Entries from a point annotation set

============

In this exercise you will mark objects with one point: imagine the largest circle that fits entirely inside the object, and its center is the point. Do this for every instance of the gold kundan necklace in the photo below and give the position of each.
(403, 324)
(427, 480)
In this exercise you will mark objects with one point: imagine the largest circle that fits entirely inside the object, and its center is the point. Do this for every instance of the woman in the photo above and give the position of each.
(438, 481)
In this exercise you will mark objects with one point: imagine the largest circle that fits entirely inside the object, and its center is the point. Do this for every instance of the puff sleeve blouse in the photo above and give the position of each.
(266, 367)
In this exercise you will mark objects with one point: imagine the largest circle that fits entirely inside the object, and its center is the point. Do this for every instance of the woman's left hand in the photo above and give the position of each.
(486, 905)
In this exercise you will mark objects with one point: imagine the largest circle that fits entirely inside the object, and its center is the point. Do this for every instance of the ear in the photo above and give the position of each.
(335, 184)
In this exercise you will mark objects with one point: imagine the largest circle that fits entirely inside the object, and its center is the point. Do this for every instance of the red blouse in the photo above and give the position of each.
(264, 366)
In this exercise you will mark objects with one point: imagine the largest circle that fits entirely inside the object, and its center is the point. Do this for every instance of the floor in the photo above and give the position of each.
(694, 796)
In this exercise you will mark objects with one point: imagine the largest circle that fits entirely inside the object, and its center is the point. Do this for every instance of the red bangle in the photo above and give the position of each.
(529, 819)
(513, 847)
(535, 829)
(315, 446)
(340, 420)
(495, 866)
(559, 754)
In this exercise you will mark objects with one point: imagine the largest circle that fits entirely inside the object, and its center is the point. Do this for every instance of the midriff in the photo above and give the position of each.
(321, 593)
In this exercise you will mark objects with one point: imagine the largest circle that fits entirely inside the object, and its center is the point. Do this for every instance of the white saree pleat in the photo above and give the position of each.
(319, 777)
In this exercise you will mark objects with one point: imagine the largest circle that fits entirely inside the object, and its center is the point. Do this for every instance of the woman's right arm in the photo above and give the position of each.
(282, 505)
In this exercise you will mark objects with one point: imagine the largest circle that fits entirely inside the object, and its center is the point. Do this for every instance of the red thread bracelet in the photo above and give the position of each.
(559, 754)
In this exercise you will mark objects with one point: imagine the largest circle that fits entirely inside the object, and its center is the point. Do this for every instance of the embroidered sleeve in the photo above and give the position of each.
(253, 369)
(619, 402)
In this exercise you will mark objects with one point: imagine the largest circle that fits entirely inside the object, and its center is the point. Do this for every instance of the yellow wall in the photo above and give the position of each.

============

• Task brief
Convert the stretch of the material above, from the line containing "of the white" through the last line of the material, into a JSON list of strings with one string per line and blank lines omitted.

• Written answer
[
  "In this exercise you will mark objects with one point: imagine the largest circle that fits entirely inside the object, and its center is the point. Do this for every instance of the white saree pleat in the photo above and give the position of each.",
  "(319, 777)",
  "In this exercise you will mark objects with one point: imagine the largest circle that fits entirely inside the object, and its center is the point. Do this for every instance of the woman's right arm in the photo above and give the position of each.",
  "(282, 505)",
  "In this exercise you will mark objects with one point: imagine the largest circle that fits entirely inside the object, and its center is the point. Do this for every instance of the red thread bracelet in the photo above and give the position of each.",
  "(559, 754)",
  "In this exercise you will mark objects with one point: imagine the largest circle that fits entirely inside the object, and its center is the point. Do this for every instance of the embroidered sleeve in the photo above and give the position of each.",
  "(253, 369)",
  "(619, 402)",
  "In this exercise you will mark objects with one point: imagine the largest circle that fits entirely inside the object, and its center is the point. Do this for every instance of the yellow wall in the photo above and give the position of each."
]